Reproduce the material below, renaming every "instance" as "occurrence" and leaving everything else unchanged. Omit any pictures from the reproduced material.

Lines of data:

——

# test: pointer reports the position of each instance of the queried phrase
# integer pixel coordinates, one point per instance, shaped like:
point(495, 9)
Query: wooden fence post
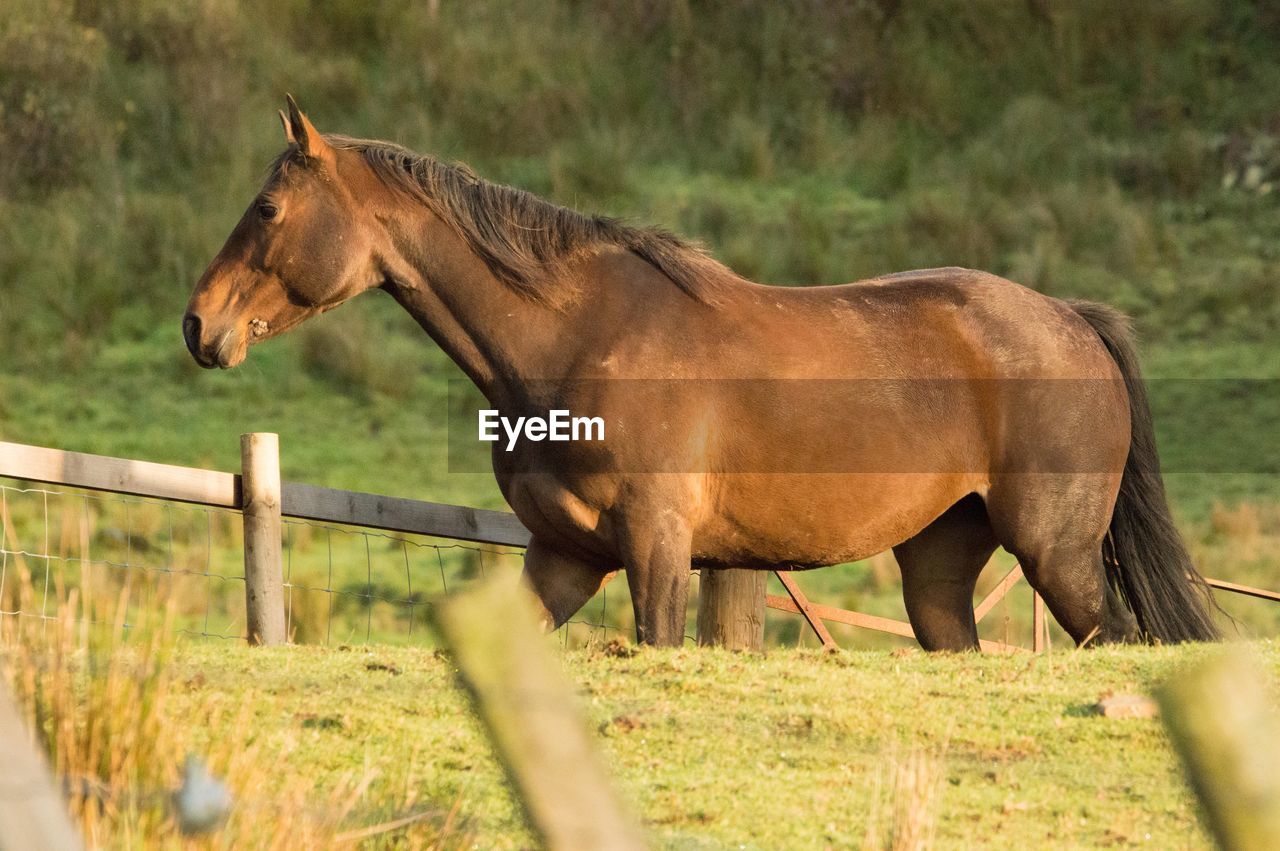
point(32, 811)
point(731, 608)
point(1220, 715)
point(535, 721)
point(260, 503)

——

Output:
# test: pointer reports the position of each occurrence of the queried phrase
# integer pixel coordinates, one point per occurrence, shaped like:
point(495, 9)
Query: wooden fence post
point(32, 811)
point(731, 608)
point(1220, 715)
point(535, 721)
point(260, 503)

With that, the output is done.